> **GIVEN REQUEST 1**: In the text on permutations of n-D data, what is lost when elements on a GPU are accessed out of order?
> **GIVEN REQUEST 2**: Write the next few paragraphs of the text on permutations of n-D data, picking up after its final sentence.

> **SELECTED TEXT**:

━━━━━━━━━━

Permutations of n-D data

Something I have been (occasionally) thinking about for quite a long time is the means to manipulate high-dimensional data-sets (dense grids, specifically), and do so efficiently. Namely, I wish to make the data along any specific orthgonal basis direction to become adjacent in memory by strides of the length of samples along that axis.

The reason for this? To allow for optimal vectorisation and caching of data when performing computations. Take for example a GPU: if we put data on GPU memory we want to access and manipulate it in chunks given by the chosen thread-size. If we access elements out of order, we essentially lose all of the parallelism offered by the device, as the data access will not be performed in the optimal $n$-element wide chunks, but individually at worst, and somewhere in between most likely.

For a problem with a Cartesian gridded data set in the space given by $ijk$, we can define the lexicographical order from fastest to slowest indices to be in the $ijk$ order.

for(int k=0; k < k_size; ++k)
    for(int j=0; j < j_size; ++j)
        for(int i=0; i < i_size; ++i)
            data[i + i_size*(j + j_size*k)] = 0;

In this example, $i$ is the fast index and the axis along which the data is linearly adjacent in memory, and $k$ is the slow axis (with $j$ being slower than fast and faster than slow).

━━━━━━━━━━

> **DATASET ENTRIES**:
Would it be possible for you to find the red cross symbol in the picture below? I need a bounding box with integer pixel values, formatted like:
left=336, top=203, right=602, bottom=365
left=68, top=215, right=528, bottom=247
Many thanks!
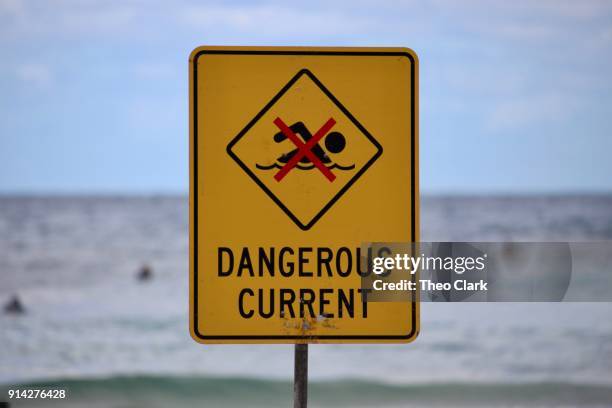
left=274, top=118, right=336, bottom=182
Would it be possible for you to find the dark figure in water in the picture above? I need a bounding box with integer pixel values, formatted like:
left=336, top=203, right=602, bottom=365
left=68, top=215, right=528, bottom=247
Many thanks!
left=274, top=122, right=346, bottom=165
left=136, top=264, right=153, bottom=282
left=4, top=295, right=25, bottom=314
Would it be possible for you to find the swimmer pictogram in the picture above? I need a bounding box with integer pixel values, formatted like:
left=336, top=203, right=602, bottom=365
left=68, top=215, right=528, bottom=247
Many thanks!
left=256, top=118, right=355, bottom=182
left=227, top=69, right=382, bottom=230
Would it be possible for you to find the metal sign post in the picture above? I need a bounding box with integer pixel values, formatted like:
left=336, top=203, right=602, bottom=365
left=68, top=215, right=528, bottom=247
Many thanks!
left=293, top=344, right=308, bottom=408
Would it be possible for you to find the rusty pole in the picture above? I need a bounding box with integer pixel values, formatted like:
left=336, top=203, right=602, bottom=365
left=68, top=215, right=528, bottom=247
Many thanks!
left=293, top=344, right=308, bottom=408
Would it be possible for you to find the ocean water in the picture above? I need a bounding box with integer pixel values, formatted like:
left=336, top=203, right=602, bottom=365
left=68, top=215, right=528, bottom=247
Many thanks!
left=0, top=196, right=612, bottom=407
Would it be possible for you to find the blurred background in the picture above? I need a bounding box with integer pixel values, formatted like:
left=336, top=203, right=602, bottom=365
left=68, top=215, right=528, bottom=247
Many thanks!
left=0, top=0, right=612, bottom=407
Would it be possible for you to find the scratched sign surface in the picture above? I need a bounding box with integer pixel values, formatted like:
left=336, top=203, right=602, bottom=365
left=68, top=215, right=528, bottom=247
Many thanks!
left=189, top=47, right=419, bottom=343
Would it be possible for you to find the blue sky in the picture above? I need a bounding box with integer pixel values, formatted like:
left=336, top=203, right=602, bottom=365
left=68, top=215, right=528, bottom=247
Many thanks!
left=0, top=0, right=612, bottom=193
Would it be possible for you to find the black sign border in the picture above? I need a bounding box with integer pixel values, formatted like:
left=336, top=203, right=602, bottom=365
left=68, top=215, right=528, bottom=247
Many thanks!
left=194, top=49, right=418, bottom=342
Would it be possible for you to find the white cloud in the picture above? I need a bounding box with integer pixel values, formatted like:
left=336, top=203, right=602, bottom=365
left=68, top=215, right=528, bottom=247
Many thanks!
left=485, top=92, right=580, bottom=131
left=179, top=5, right=376, bottom=37
left=15, top=63, right=53, bottom=86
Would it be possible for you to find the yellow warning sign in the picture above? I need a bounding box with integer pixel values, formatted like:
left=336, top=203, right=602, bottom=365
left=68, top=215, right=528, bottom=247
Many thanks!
left=189, top=47, right=419, bottom=343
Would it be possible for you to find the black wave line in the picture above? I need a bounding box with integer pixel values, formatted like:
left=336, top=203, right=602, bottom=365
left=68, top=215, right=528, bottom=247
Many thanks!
left=255, top=163, right=355, bottom=170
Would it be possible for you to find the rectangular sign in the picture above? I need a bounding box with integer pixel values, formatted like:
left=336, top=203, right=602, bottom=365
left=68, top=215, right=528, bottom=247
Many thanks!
left=189, top=47, right=419, bottom=343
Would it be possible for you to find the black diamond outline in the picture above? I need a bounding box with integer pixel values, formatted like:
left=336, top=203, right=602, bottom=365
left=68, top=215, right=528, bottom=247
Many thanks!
left=226, top=68, right=383, bottom=231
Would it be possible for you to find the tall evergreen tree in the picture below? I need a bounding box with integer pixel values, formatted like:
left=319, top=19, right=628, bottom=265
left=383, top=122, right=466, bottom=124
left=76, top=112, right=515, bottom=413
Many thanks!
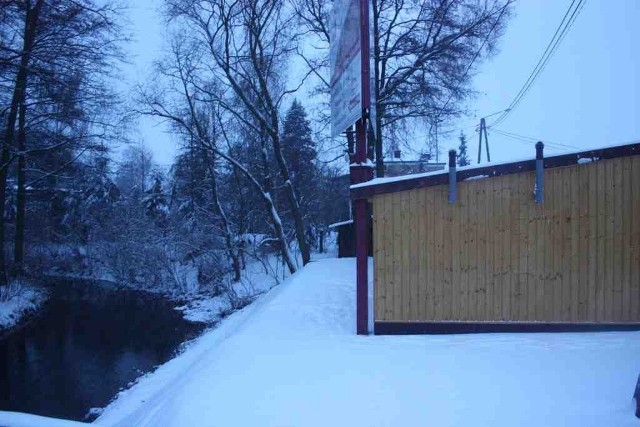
left=458, top=131, right=471, bottom=166
left=281, top=99, right=317, bottom=197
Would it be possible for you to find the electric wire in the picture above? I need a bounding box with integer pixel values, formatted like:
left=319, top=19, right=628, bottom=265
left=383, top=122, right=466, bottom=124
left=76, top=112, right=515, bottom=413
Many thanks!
left=487, top=0, right=586, bottom=128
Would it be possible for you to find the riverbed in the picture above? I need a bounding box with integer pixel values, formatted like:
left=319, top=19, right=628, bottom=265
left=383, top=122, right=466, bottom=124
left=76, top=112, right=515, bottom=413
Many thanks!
left=0, top=281, right=204, bottom=421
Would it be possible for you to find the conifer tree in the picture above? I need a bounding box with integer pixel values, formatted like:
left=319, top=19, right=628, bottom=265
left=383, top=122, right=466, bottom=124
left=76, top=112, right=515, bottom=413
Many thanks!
left=282, top=99, right=316, bottom=193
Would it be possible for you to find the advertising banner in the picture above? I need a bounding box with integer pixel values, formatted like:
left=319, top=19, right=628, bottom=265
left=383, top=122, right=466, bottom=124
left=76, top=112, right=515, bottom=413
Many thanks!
left=329, top=0, right=366, bottom=137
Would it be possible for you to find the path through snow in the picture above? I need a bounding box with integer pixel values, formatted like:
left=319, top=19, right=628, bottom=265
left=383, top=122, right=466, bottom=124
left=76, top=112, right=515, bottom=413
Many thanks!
left=0, top=259, right=640, bottom=427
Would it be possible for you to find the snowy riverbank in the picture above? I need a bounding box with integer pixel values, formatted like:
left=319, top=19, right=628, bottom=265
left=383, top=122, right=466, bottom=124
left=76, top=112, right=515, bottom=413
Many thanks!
left=0, top=283, right=47, bottom=334
left=0, top=259, right=640, bottom=427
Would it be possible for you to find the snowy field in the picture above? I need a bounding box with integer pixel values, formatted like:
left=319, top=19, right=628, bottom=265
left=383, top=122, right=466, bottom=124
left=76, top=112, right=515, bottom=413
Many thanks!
left=0, top=259, right=640, bottom=427
left=0, top=283, right=47, bottom=332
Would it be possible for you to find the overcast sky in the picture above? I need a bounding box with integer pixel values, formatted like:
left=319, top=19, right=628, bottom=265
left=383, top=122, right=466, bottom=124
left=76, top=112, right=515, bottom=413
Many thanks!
left=126, top=0, right=640, bottom=165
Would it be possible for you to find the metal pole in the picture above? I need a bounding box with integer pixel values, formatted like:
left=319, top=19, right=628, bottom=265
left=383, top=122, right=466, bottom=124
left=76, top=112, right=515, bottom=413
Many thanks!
left=482, top=118, right=491, bottom=163
left=535, top=141, right=544, bottom=203
left=449, top=150, right=456, bottom=204
left=478, top=119, right=484, bottom=163
left=351, top=0, right=373, bottom=335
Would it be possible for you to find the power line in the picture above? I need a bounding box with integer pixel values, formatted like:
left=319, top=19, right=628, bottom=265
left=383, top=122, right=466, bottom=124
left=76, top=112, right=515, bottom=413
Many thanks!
left=488, top=0, right=585, bottom=128
left=494, top=129, right=580, bottom=150
left=491, top=128, right=580, bottom=151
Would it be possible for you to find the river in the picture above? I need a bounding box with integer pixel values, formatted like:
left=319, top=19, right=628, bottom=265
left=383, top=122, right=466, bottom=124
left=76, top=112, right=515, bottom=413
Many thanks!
left=0, top=281, right=204, bottom=421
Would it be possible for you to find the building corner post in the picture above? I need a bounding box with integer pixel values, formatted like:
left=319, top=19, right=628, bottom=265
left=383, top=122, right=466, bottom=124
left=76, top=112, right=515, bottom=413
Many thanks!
left=535, top=141, right=544, bottom=203
left=449, top=150, right=457, bottom=204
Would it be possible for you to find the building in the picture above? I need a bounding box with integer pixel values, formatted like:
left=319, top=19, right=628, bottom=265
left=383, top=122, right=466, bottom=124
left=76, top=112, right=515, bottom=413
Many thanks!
left=351, top=143, right=640, bottom=334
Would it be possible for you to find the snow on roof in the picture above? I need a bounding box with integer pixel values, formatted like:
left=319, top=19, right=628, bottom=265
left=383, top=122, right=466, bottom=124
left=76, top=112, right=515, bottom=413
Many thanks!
left=350, top=140, right=640, bottom=189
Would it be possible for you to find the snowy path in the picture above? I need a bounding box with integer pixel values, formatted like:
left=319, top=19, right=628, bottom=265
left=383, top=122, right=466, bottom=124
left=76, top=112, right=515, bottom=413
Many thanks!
left=0, top=259, right=640, bottom=427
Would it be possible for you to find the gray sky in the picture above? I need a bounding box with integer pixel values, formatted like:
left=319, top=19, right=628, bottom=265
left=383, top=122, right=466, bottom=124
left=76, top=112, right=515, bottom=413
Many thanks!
left=127, top=0, right=640, bottom=165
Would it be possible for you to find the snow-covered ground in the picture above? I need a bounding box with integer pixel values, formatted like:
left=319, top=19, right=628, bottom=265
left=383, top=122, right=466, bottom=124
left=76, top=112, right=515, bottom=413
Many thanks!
left=176, top=256, right=296, bottom=323
left=0, top=283, right=47, bottom=332
left=0, top=259, right=640, bottom=427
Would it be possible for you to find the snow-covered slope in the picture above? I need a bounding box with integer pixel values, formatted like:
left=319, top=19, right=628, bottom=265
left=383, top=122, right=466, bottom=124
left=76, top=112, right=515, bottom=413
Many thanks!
left=0, top=259, right=640, bottom=427
left=99, top=259, right=640, bottom=427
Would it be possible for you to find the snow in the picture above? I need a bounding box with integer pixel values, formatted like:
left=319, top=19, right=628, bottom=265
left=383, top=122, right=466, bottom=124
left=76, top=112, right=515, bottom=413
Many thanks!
left=0, top=258, right=640, bottom=427
left=350, top=141, right=640, bottom=190
left=464, top=175, right=489, bottom=181
left=98, top=259, right=640, bottom=427
left=0, top=411, right=89, bottom=427
left=176, top=256, right=288, bottom=324
left=0, top=283, right=47, bottom=331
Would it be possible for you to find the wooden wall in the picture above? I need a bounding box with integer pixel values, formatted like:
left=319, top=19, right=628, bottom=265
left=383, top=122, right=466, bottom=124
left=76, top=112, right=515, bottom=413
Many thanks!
left=373, top=156, right=640, bottom=322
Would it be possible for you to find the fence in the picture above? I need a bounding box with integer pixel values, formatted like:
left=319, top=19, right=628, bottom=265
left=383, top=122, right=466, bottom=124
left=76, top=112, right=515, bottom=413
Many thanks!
left=364, top=147, right=640, bottom=332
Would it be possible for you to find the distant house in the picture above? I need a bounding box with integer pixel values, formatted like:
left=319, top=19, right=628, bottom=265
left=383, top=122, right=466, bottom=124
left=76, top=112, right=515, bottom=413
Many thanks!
left=329, top=219, right=373, bottom=258
left=329, top=158, right=446, bottom=258
left=384, top=159, right=447, bottom=177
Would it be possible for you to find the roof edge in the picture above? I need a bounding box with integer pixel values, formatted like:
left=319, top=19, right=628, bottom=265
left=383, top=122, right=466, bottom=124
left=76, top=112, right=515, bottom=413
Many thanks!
left=351, top=142, right=640, bottom=200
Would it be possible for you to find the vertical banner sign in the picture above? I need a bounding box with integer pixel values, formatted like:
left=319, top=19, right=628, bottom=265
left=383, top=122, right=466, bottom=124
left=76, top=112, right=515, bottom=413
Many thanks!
left=329, top=0, right=363, bottom=137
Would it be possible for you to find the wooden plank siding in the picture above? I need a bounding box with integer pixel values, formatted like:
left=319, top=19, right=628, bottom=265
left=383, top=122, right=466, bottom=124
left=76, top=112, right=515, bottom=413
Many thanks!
left=372, top=155, right=640, bottom=323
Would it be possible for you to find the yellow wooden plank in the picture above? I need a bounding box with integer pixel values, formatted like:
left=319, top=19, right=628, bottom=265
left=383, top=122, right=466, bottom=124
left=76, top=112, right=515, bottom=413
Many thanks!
left=426, top=188, right=437, bottom=320
left=373, top=194, right=392, bottom=320
left=458, top=183, right=471, bottom=320
left=467, top=182, right=479, bottom=320
left=589, top=162, right=606, bottom=322
left=442, top=186, right=453, bottom=320
left=568, top=166, right=581, bottom=322
left=415, top=188, right=427, bottom=320
left=610, top=158, right=626, bottom=322
left=534, top=171, right=553, bottom=320
left=449, top=184, right=462, bottom=320
left=629, top=155, right=640, bottom=322
left=559, top=166, right=576, bottom=322
left=371, top=197, right=382, bottom=319
left=485, top=178, right=497, bottom=320
left=518, top=173, right=532, bottom=321
left=509, top=173, right=524, bottom=320
left=434, top=185, right=446, bottom=320
left=602, top=160, right=615, bottom=321
left=501, top=175, right=518, bottom=320
left=384, top=194, right=395, bottom=320
left=475, top=178, right=490, bottom=320
left=390, top=193, right=402, bottom=320
left=620, top=157, right=638, bottom=322
left=527, top=173, right=542, bottom=320
left=578, top=164, right=595, bottom=321
left=596, top=161, right=609, bottom=322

━━━━━━━━━━

> **EXERCISE OUTPUT 1**: Essentially all of the parallelism offered by the device is lost.

> **EXERCISE OUTPUT 2**:
alt text

The included image above is an example of rotation about the $j$ axis, showing on the right the respective mappings to new index values (for the sake of my interest I’ve taken slices along $j$ and $i$, but worked with the latter for the rest of this discussion).

The bottom of the image shows the rearrangements of memory from the original (upper) to the rotated (lower) memory configurations. The indices themselves seem to take the following mappings (orig. $\rightarrow $ rot.):

$$ \begin{align} i & \rightarrow \textrm{stride}(j)-k, \\
j & \rightarrow j, \\
k & \rightarrow i, \ \end{align}$$

where the stride() operation returns the spacing between the elements in the given dimension (in this case, the stride of $j$ is the size of $i$).

I intend to find an optimal way to perform this in time. Even suboptimal, but good enough would be fine though.

L.